→ **About this task**
Print each entry precisely; exclude the pictures.

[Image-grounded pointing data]
****************

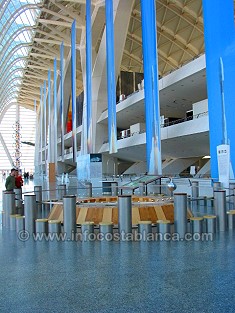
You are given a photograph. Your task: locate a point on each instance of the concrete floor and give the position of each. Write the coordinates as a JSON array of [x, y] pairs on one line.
[[117, 276]]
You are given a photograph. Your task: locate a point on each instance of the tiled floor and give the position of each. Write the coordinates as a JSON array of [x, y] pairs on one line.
[[46, 277]]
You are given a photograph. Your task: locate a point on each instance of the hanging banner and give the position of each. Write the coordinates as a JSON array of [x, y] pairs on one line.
[[223, 156], [62, 99], [111, 82], [55, 111], [49, 116], [73, 81], [45, 121], [41, 123], [88, 75]]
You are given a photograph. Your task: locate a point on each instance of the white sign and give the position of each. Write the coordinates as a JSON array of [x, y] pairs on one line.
[[223, 156]]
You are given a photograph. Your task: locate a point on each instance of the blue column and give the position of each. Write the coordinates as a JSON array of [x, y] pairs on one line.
[[219, 37], [88, 75], [49, 116], [55, 110], [111, 82], [152, 107], [62, 99], [45, 119], [73, 81]]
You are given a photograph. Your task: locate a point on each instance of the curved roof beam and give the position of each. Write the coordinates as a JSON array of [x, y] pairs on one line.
[[172, 35], [16, 14], [11, 65], [12, 95], [12, 38], [15, 70], [17, 47]]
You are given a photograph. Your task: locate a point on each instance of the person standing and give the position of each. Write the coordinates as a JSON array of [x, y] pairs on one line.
[[18, 179], [10, 181]]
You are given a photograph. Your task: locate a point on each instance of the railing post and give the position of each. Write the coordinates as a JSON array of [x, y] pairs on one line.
[[220, 209], [124, 216], [180, 214]]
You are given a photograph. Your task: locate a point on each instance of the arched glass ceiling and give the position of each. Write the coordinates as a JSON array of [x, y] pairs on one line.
[[18, 19]]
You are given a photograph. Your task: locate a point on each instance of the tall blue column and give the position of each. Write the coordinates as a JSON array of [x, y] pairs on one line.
[[219, 36], [152, 107], [73, 81], [55, 110], [88, 75], [62, 99], [111, 83]]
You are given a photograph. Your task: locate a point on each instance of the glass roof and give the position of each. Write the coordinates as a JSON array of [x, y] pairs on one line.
[[17, 27]]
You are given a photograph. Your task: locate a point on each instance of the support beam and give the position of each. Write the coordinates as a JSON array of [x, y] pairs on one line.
[[152, 106], [6, 150]]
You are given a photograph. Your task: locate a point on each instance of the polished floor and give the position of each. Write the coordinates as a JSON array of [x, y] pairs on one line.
[[117, 277], [102, 277]]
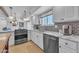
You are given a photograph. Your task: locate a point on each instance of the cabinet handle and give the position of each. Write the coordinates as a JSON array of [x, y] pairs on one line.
[[66, 43]]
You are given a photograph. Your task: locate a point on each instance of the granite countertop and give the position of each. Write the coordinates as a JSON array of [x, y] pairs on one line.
[[3, 40]]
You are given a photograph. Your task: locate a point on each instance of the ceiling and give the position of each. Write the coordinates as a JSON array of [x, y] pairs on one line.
[[19, 10]]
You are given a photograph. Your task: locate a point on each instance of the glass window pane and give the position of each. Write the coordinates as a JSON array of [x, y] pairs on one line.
[[50, 20]]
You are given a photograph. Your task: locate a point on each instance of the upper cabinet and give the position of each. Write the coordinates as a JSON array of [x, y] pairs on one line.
[[36, 15], [35, 20], [66, 13]]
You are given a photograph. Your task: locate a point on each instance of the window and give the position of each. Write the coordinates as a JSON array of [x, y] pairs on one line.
[[47, 20]]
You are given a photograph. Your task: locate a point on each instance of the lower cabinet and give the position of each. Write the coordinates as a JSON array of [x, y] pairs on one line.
[[65, 49], [11, 40], [67, 46]]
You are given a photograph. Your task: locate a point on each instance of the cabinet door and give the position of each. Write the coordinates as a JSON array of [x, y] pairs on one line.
[[11, 40], [35, 20], [64, 13]]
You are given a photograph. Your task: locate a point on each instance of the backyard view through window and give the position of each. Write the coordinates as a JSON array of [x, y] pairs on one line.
[[47, 20]]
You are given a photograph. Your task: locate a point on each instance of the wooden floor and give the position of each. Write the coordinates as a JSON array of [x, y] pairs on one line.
[[28, 47]]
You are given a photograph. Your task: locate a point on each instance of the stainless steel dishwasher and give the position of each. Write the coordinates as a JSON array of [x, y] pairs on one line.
[[50, 44]]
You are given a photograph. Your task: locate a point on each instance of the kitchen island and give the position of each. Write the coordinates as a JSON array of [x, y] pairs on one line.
[[4, 39]]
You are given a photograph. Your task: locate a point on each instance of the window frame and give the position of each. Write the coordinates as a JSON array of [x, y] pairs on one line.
[[47, 20]]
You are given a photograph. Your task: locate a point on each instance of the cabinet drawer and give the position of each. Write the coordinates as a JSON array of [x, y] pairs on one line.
[[65, 49], [68, 43]]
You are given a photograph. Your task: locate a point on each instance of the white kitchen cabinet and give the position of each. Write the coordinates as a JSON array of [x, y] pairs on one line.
[[11, 40], [66, 46], [65, 13], [40, 40]]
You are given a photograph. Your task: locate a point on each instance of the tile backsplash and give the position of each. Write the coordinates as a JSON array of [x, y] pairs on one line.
[[75, 26]]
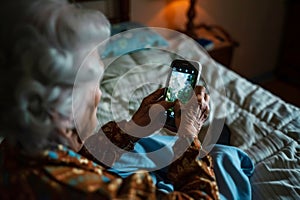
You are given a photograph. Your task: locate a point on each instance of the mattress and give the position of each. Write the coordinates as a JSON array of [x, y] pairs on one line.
[[261, 124]]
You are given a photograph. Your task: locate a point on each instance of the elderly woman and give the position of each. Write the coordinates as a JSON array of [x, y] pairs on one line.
[[43, 44]]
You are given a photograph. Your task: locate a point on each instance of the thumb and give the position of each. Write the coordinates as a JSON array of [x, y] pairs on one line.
[[177, 107], [166, 104]]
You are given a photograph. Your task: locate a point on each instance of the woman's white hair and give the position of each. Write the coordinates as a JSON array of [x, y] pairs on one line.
[[43, 43]]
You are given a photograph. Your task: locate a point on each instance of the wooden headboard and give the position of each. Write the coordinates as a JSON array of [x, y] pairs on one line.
[[115, 10]]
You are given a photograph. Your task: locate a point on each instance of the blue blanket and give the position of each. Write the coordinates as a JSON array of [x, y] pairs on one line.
[[232, 166]]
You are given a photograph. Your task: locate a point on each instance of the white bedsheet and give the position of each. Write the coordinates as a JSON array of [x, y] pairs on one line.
[[261, 124]]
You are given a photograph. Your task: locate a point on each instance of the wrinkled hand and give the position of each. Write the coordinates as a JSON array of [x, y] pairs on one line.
[[150, 115], [189, 118]]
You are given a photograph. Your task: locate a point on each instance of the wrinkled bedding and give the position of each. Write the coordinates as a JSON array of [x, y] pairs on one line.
[[261, 124]]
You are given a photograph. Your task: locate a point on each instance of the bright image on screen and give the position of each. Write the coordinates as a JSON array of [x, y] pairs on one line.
[[180, 87]]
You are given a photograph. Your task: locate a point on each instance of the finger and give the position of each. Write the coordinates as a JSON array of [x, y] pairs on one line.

****************

→ **Solution for this task**
You are given a photograph. Your task: locate a point on each instance of the concrete floor and give the position of each. Write the coordinates as a JSON array of [x, y] pairs on one line.
[[117, 276]]
You are given a photograph. Your task: locate a point on each instance of the tiled floor and give the position of each. Write the coordinates as a JSON array of [x, y] pairs on one line.
[[46, 277]]
You are given a photograph. Your task: locate a point on each instance of the hanging banner and give the position of each. Write the coordinates as a JSON array of [x, y] pairs on one line.
[[223, 156], [62, 99], [111, 82], [55, 111], [49, 116], [73, 81], [45, 121], [41, 123], [88, 75]]
You are given a photograph. Your task: locate a point on each instance of the white sign and give the position of each. Write the coordinates as a JSON array of [x, y] pairs on one line.
[[223, 156]]
You are given a photograph. Your task: locate a point on each instance of the blue column and give the position of each. Write the coordinates as a JSON array of [x, y] pairs on one line.
[[219, 37], [88, 75], [49, 116], [55, 110], [111, 82], [152, 107], [62, 99], [45, 119], [73, 81]]
You are given a photograph. Your task: locate a point on each instance of the curved roof beam and give the position of each. Write the coordinates as a JSON array of [x, y] pairs on one line.
[[172, 35], [16, 14], [11, 65], [12, 95], [12, 38], [15, 70], [17, 47]]
You are given a photograph. Your task: locate a point on each instance of the person standing and give the position of each. Write the coordinates as a JSON array of [x, y] pairs on one line.
[[18, 179], [10, 181]]
You are given a photograph. Your task: locate a point on each instance of the railing post and give the position of each. Write the coordinates as a JSON array of [x, y] pairs on one line.
[[220, 209], [124, 216], [180, 214]]
You are given a photograph. Your task: locate a point on each instance of the arched glass ceiling and give the position of each. Write the coordinates as a JSON array of [x, y] pairs on one line.
[[18, 19]]
You are given a photograph. Your task: locate a point on each instance of the tall blue column and give the position of each. Write the coordinates as a JSON array of [x, y] pairs on one line.
[[219, 36], [152, 107], [73, 81], [55, 110], [88, 75], [62, 99], [111, 83]]
You are given a photograph. Your task: locate a point on each instance of the glass roof and give the position of each. Write the coordinates as a JSON array of [x, y] pairs on one line.
[[17, 27]]
You are given a photograph. Your task: locate a point on each instance of the support beam and give the position of each. Write the coordinates as a JSON array of [x, y] pairs on one line.
[[152, 106], [6, 150]]
You are given a photograph. Your task: locate a point on each instance of the polished floor and give the position of each. Write the coordinates as a JSON array of [x, y] pairs on one line.
[[117, 277], [102, 277]]
You are given a photograph. Your task: locate a point on each instance of the cabinet handle and give the position of each. Write the coordinates as a JSON array of [x, y] pairs on one line.
[[66, 43]]
You are given a photograph. Your task: locate a point on each instance of the granite countertop and give the position of each. Write the coordinates as a JSON array of [x, y] pairs on one line.
[[3, 40]]
You are given a photograph. Your task: locate a point on each instance of the ceiling and give the position of each. Write the coordinates as a JSON array of [x, y] pairs on one line.
[[19, 10]]
You are given a photograph. Your task: locate a point on each instance of the glass window pane and give the position of each. Write the coordinates as a JSON array of [x, y] pairs on one line.
[[50, 20]]
You are given a photograph. Your task: locate a point on each instance of the upper cabinet and give the position of each. Write the coordinates as a JSON array of [x, y] pairs on one line.
[[36, 15], [35, 20], [66, 13]]
You are given a photograph. Your task: locate a point on each instance of the window and give the position of each. Write the coordinates as a JSON array of [x, y] pairs on one line.
[[47, 20]]
You are given a photograph. Your task: locate a point on each instance of the lower cabinet and give the position of each. Write the coordinates as a JSON array of [x, y] pairs on one line.
[[65, 49], [11, 40], [67, 46]]
You are given a photograph. Your task: locate a point on each instance of the cabinet door and give the position of each. Write the coordinates as a JSON array of [x, y] pairs on one line.
[[11, 40], [35, 20], [64, 13]]
You are given a photograph. Your task: locate a point on each instance of the backyard view through window and give the position of each. Write the coordinates as a JSON array of [x, y] pairs on one line.
[[47, 20]]
You are given a photograph. Your task: locate a point on each instance of the wooden floor and give the position of each. Write the coordinates as a JSON array of [x, y] pairs on one line.
[[28, 47]]
You are given a photograph. Your task: locate a point on each instance of the stainless steel dishwasher and give the position of each. Write the coordinates as a JSON array of [x, y] pairs on one line.
[[50, 44]]
You are given a photograph. Your task: locate a point on each instance of the kitchen island and give the position of each. Write the coordinates as a JSON array of [x, y] pairs on one line.
[[4, 39]]
You are given a photograph. Your task: locate a point on each instance of the window frame and give the position of each. Write the coordinates as a JSON array of [x, y] pairs on one line.
[[47, 20]]
You are given a photograph. Your task: locate a point on each instance of the cabinet drawer and give the position of each. Write the coordinates as a JSON array of [x, y] pairs on one line.
[[65, 49], [68, 43]]
You are given a photograph. Your task: locate a point on each instance of the white kitchen cabinet and give the position of each. Write the coordinates as a JSON array of [x, y] pairs on one line.
[[11, 40], [66, 46], [65, 13], [40, 40]]
You are given a photograph. Your task: locate a point on each instance of the tile backsplash and give the position of each. Write the coordinates as a JSON array of [x, y] pairs on one line.
[[75, 26]]
You are given a photograph. Your task: locate a point on each instance of the mattress and give the position of each. Write the coordinates as a JSON array of [x, y] pairs on one line.
[[261, 124]]
You are given a photograph. Your task: locate a point on each instance of the elderly woman and give the position of each. Write the coordinates as a JSON array of [x, y] pairs on one line.
[[43, 44]]
You are given a photograph. Your task: locate a point on each instance of the thumb and give the position of each. Write the coordinates as a JSON array of [x, y] pairs on one line.
[[177, 107], [166, 104]]
You are given a photograph. Your task: locate a point on each instance of the woman's white hair and give the position of each. Write the coordinates as a JSON array of [x, y] pairs on one line.
[[43, 43]]
You are given a photograph. Your task: locate a point on each instance of the wooden headboard and give the position of each. Write the coordinates as a JSON array of [x, y] pairs on one line.
[[115, 10]]
You are given a photograph. Your task: locate a point on each instance of the blue blanket and give the position of each. Write the coordinates as a JSON array of [x, y] pairs on one line.
[[232, 166]]
You are given a photograph. Your task: locate a point on each instance of the white bedsheet and give the position of each. Write the coordinates as a JSON array of [x, y] pairs on one line.
[[261, 124]]
You are given a photograph. Your task: locate a point on each instance of the wrinkled hand and give the position of each. Write the coordinates as a JSON array of [x, y] pairs on one line.
[[150, 115], [189, 118]]
You are given a photograph. Your task: locate a point on each instance of the wrinkled bedding and give the position of each. Write the coordinates as a JSON array of [x, y] pairs on one line.
[[261, 124]]
You are given a photograph. Your task: locate a point on each instance of the bright image on screen and give the position of each. Write the coordinates as a JSON array of [x, y] pairs on one line.
[[180, 87]]
You are given a photograph. Your task: locate a point on each instance of the finger and give the position of each. Write the coordinates as a JSON array of [x, y] pairs on one line.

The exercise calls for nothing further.